▸ **PASSAGE GIVEN**:
☆ ☆ ☆

Let's compare 3 approaches. The first is the for
loop in your question. A second is the one Ronak answered, using ifelse()
which makes the operation faster. However, the operator %in%
itself is somewhat slow, so if performance is really a concern you can get an even faster solution using indexing with names.
For example, using the words
dataset in the package stringr
:
library(stringr)
DF1 <- data.frame(column1 = sample(words, 700))
DF2 <- data.frame(column1 = sample(words, 700))
We can compare these methods:
bench::mark(for_loop={
res1 <- character(nrow(DF1))
for (i in seq_len(nrow(DF1))){
if (DF1$column1[i] %in% DF2$column1){
res1[i] <- "YES"
}
}
res1
},
ifelse = {
res2 <- ifelse(DF1$column1 %in% DF2$column1, "YES", "")
},
by_names = {
res3 <- setNames(rep("", nrow(DF1)),
DF1$column1)
res3[intersect(DF1$column1, DF2$column1)] <- "Yes"
},check = FALSE)
# A tibble: 3 x 13
# expression min median `itr/sec` mem_alloc `gc/sec` n_itr n_gc
# <bch:expr> <bch:tm> <bch:tm> <dbl> <bch:byt> <dbl> <int> <dbl>
# 1 for_loop 7.94ms 8.49ms 112. 3.8MB 8.98 50 4
# 2 ifelse 200.6us 214.8us 4494. 60.7KB 4.09 2197 2
# 3 by_names 73.4us 78.2us 12342. 73.9KB 17.5 5628 8
# ... with 5 more variables: total_time <bch:tm>, result <list>, memory <list>,
# time <list>, gc <list>
As you can see, the ifelse
method is 40x faster than the for
loop, and indexing by name is 3x faster than with ifelse
.
If the ifelse
method is fast enough, you should use it as it is easier to read, but if your dataset is too big, selecting by name can add some welcome performance.
NB: the three solutions do give the same result, but the third method has names, hence the check=FALSE
argument.

☆ ☆ ☆

▸ **RECORDS SHOWN**:
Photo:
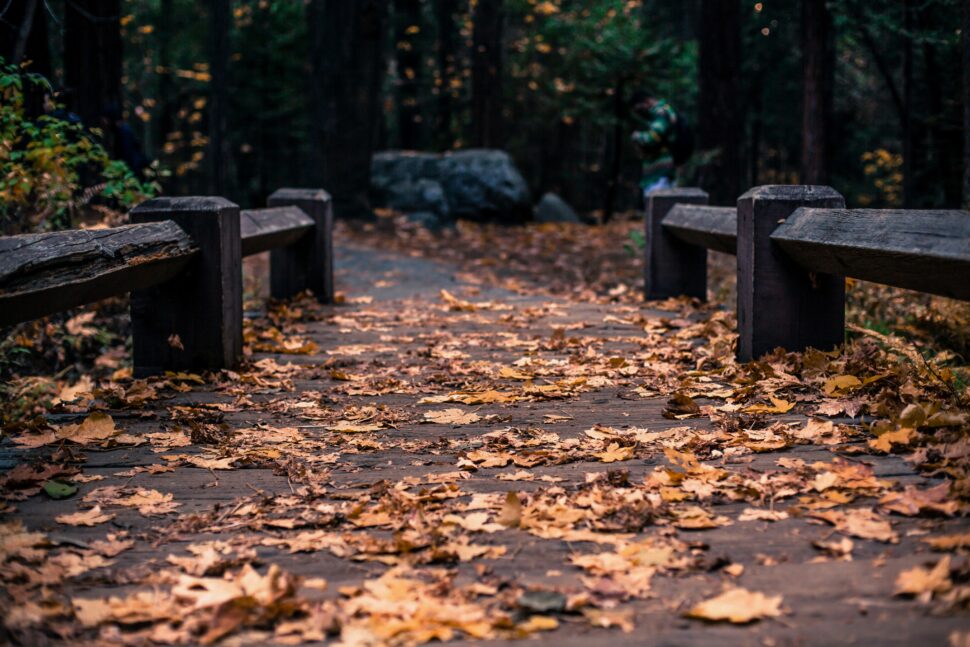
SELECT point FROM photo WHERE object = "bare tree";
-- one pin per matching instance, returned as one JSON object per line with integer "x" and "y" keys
{"x": 347, "y": 70}
{"x": 720, "y": 116}
{"x": 487, "y": 127}
{"x": 818, "y": 59}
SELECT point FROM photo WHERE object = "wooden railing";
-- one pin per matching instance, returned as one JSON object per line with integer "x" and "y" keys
{"x": 181, "y": 259}
{"x": 795, "y": 245}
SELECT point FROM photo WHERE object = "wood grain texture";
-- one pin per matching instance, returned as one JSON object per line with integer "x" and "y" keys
{"x": 920, "y": 250}
{"x": 672, "y": 267}
{"x": 307, "y": 264}
{"x": 780, "y": 304}
{"x": 708, "y": 227}
{"x": 265, "y": 229}
{"x": 41, "y": 274}
{"x": 193, "y": 323}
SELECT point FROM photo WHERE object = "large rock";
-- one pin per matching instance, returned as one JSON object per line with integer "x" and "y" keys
{"x": 552, "y": 208}
{"x": 477, "y": 184}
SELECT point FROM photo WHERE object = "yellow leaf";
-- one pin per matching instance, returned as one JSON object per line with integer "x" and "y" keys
{"x": 511, "y": 515}
{"x": 885, "y": 442}
{"x": 841, "y": 384}
{"x": 452, "y": 416}
{"x": 738, "y": 606}
{"x": 777, "y": 406}
{"x": 91, "y": 517}
{"x": 615, "y": 453}
{"x": 348, "y": 427}
{"x": 924, "y": 581}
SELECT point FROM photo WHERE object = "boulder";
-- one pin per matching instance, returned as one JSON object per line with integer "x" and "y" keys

☆ ☆ ☆

▸ **WHAT YOU WILL DO**:
A – Print the part of the post comparing three R approaches that begins at the words "DF1 <- data.frame(column1" and stops after the words "res1 <- character(nrow(DF1))".
B – Using the post comparing three R approaches, tell whether each statement agrees with it, answering yes or no and quoting the words that decide it.
(i) The ifelse method runs 40 times faster than the for loop.
(ii) The operator %in% is described as fast.
(iii) The three solutions produce different results.
C – Answer these from the post comparing three R approaches:
(i) Which package holds the words dataset used in the example?
(ii) How many words are sampled for each data frame?
(iii) Why is the check=FALSE argument used?

▸ **ANSWERS BELOW**:
A –
DF1 <- data.frame(column1 = sample(words, 700))
DF2 <- data.frame(column1 = sample(words, 700))
We can compare these methods:
bench::mark(for_loop={
res1 <- character(nrow(DF1))

B –
(i) Yes: "the ifelse method is 40x faster than the for loop"
(ii) No: "the operator %in% itself is somewhat slow"
(iii) No: "the three solutions do give the same result"

C –
(i) stringr
(ii) 700
(iii) Because the third method has names.